[目標 A]
「生活者」論を扱った文書の一節について、次の問いに答えること。
(i) 冒頭に挙げられた論文が載った紀要誌の名前は何か。
(ii) 大熊氏が人間にとっての生産第一主義を社会に問いかけたのは何年代か。
(iii) 「氏の概念の把握の特徴」は何にあるとされているか。
[目標 B] 大熊信行の「生活者」論を紹介した文書の一節を、最後の文の後から書き継ぐこと。

[文書の一節]
+---+

森脇丈子 (2001) 「消費者」から「生活者」へ--大熊信行氏の「生活者」論を素材として. 立命館経済学, 50(3), 286-303.
 内容はタイトル通り、60年代にマスメディアで活躍した経済学者・大熊信行の「生活者」論についてなのだけれど、書き手はきっと若く意欲に燃えた方で(勘だけど)、紀要誌とは思えない面白さであった。いくつかメモ。

[生活者ということばは、]「豊かさ」を実感できない今日の生活から脱却するには、職業生活の部面における問題の解決努力によっては為されないとみる主張を含んでいる[...] そのように主張することで労働運動や政治運動に対して独自のスタンスを持つイデオロギー集団が形成され、また地方政治において一定の活動基盤や支持基盤を固めるような現実的影響力をもつまでに発展している。これらの動向は、市民社会への発展という意味で評価されるべきであると筆者は考えるが、同時に、資本-賃労働関係という客観的な経済関係から全く離れた、超歴史的な「生活者」としての共通利益に基盤を置けば、今日の社会システムで「豊かさ」が実現できるかのような空想性を持ち、労働運動を軽視するなどの点で、現実的な弱点をもっていると考えられる。
大熊氏の提起した「人間中心」の思想はいかなる意味を持っていたのであろうか。それは、行動経済成長と所得倍増のスローガンのなかで、生産力の増大と所得の増大が第一に追及される社会状況であった1960年代に、大熊氏が人間にとっての生産[=財の生産じゃなくて生命の再生産]第一主義を社会に問いかけた点であるといえよう。[...] ではここで、氏の「人間生命の再生産」論に関して検討するべき問題点をあきらかにしておこう。それは、大熊氏が「生産」の概念を物財の生産とともに人間生命の生産としても捉える際に、両者を平面的・同時的に捉えるという観点についてである。[...]そのことによって労働により人間が成長する側面をすべて否定される点に弱点があるといわざるをえない。[...]氏の概念の把握の特徴は、その超歴史的な把握のしかたにある。[...] 氏には、歴史的経済規定をふまえたうえでものごとの分析をおこなう方法をもちあわせていないから、資本主義の経済規定をうけた労働と労働がもつ人間にとっての普遍的な意味を区別して、正確に把握することはできないのである。

+---+

[提供情報]
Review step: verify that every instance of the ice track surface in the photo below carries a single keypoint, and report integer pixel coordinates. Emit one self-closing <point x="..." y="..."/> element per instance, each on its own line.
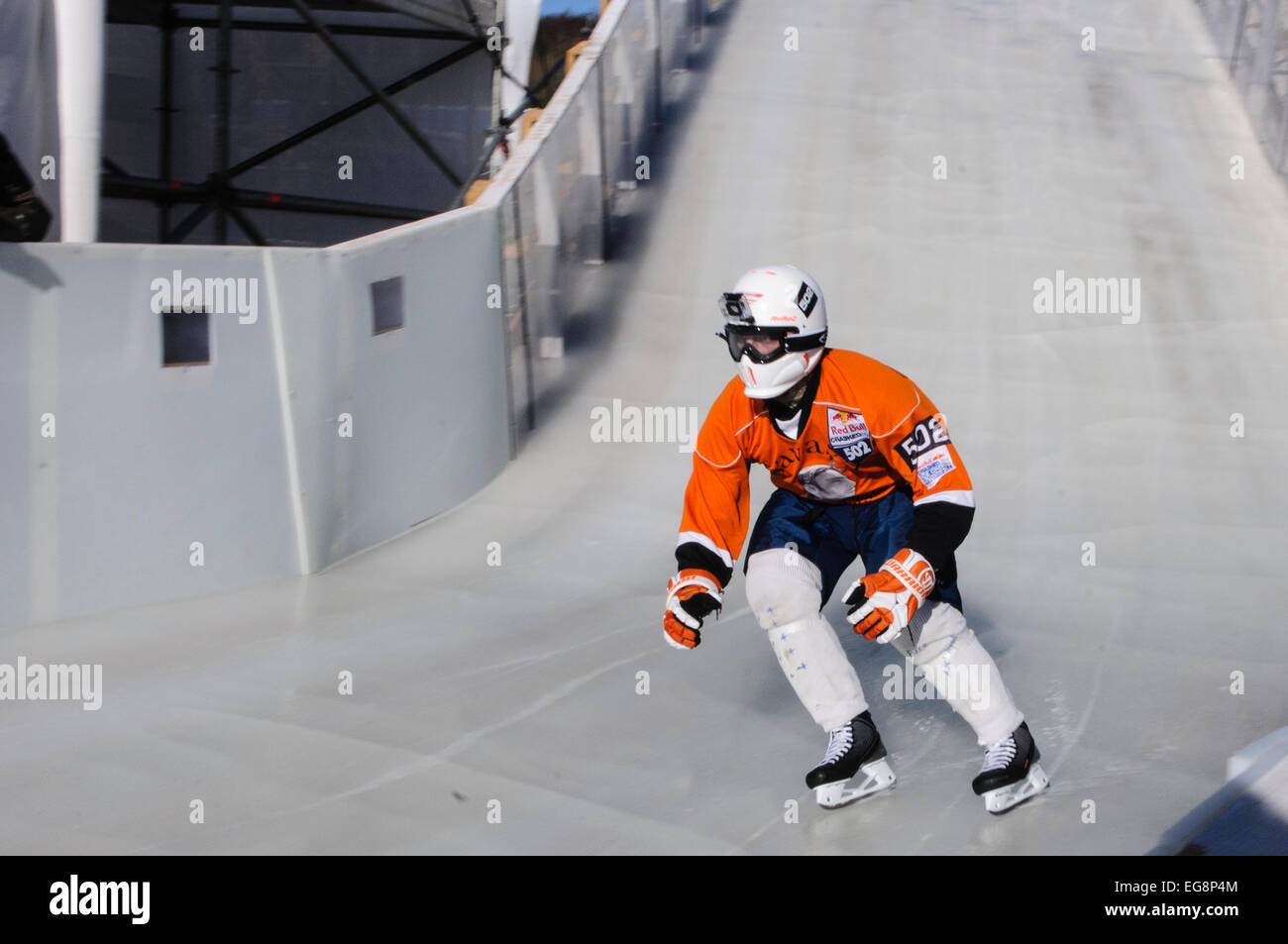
<point x="516" y="684"/>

+---+

[作業結果 A]
(i) 立命館経済学
(ii) 1960年代
(iii) その超歴史的な把握のしかた

[作業結果 B]
氏の論理を辿ると、資本主義の[=物財の]生産と「生活者」との関連は次のようになっている[...] 資本主義の経済は企業の営利追求のために存在するものであり、人間が営利主義にまみれてしまわないようにするためには資本主義の生産の側面から一歩離れて自覚的な生活を送れるように努力することが求められる。つまり、「生活者」は消費の領域にのみ関心を向け、かつその領域での「必要」を超えた消費に陥らないよう努力することが求められるのである。[...]大熊氏は、資本主義の営利主義を批判しようとした試みとは反対に、その営利主義にメスを入れることはなく、消費面での「生活者」の努力による対抗に限定されざるを得ない新しい経済観の提起におわってしまっているのである。
非歴史的に、「自覚的に生きること」という共通項でくくられた「生活者」には、「消費者」から脱却して「生活者」になる道筋についての条件は示されることはない。この点は、大熊氏の「生活者」論の弱点であると指摘できよう。客観的経済関係に規定された階級、もしくは階級のなかで多分に細分化された階層に属する人々の生活状態の分析こそが、生産第一主義の克服につながるのである。

... 要するに、「生活者ていわはるけどそれなんですねん、アナタ労働者ちゃいますのん」ということであろうか。そりゃそうだよなあ。